Copy out all lines in the material below that contain the string "wall".

=-=-=-=-=

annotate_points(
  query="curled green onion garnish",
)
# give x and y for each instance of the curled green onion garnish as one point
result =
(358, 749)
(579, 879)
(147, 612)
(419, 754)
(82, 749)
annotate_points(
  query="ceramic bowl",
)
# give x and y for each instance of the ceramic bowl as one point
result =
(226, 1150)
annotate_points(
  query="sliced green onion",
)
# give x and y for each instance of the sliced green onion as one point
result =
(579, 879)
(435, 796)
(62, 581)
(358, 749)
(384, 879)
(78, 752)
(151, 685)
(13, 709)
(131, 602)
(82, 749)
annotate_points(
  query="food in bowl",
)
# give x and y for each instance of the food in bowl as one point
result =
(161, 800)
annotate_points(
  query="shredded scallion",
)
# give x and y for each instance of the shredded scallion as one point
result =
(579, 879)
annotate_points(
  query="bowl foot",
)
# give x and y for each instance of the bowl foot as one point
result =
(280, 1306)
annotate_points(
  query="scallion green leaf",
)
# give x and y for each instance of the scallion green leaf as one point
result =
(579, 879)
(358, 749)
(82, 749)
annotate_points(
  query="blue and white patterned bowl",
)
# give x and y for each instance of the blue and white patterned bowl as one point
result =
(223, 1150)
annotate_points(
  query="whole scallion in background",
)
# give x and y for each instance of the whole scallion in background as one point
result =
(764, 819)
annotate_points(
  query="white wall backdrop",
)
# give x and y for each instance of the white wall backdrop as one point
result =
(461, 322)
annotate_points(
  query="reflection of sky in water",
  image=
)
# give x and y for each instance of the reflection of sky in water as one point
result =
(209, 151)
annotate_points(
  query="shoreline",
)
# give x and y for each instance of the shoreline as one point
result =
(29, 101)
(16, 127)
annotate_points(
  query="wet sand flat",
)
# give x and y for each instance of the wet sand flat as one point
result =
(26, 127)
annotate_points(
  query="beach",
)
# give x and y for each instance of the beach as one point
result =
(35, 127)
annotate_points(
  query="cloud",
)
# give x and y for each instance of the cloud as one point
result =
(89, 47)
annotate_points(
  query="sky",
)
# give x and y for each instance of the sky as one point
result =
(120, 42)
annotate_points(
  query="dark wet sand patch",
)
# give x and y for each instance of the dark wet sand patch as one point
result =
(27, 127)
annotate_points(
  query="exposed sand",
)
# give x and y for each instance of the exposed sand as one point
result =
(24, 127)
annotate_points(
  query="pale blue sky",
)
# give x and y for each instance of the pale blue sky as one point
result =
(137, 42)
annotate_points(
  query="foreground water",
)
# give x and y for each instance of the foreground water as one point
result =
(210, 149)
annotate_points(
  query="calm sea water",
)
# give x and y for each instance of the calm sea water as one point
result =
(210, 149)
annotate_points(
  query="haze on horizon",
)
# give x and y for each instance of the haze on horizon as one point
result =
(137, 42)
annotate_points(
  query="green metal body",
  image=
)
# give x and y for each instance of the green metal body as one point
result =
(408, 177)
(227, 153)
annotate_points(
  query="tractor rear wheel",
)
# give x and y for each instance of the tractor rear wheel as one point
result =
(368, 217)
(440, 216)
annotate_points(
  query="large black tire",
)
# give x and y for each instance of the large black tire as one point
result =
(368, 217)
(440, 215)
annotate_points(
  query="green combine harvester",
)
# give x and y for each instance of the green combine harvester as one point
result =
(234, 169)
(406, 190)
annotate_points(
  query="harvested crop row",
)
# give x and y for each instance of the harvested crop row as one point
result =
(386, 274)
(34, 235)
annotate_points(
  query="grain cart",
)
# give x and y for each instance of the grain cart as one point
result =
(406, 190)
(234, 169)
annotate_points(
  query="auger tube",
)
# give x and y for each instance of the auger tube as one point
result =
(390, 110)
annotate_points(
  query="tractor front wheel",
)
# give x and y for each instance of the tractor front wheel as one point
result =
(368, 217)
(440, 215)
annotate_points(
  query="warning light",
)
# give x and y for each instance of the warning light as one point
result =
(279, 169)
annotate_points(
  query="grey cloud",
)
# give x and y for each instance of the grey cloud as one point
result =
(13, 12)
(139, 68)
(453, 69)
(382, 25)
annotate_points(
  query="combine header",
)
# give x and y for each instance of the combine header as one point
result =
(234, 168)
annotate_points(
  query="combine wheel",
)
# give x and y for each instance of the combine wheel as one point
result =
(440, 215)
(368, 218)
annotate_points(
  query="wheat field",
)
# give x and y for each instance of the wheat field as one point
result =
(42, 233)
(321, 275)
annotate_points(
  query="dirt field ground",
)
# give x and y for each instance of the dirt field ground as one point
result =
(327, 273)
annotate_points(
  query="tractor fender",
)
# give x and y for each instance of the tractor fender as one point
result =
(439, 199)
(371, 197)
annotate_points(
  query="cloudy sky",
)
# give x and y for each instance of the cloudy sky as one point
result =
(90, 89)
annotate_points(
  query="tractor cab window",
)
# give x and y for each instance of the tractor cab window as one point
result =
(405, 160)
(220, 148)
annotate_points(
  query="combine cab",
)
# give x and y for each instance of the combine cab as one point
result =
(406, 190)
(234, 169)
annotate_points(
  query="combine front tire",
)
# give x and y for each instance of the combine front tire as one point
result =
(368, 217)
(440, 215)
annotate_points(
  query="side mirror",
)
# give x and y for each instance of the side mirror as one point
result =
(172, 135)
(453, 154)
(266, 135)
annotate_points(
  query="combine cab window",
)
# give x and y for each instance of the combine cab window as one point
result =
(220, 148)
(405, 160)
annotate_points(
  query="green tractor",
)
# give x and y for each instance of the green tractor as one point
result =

=-=-=-=-=

* EXERCISE SOLUTION:
  query="white wall backdrop",
# give x and y for each instance of the white wall backdrop as one point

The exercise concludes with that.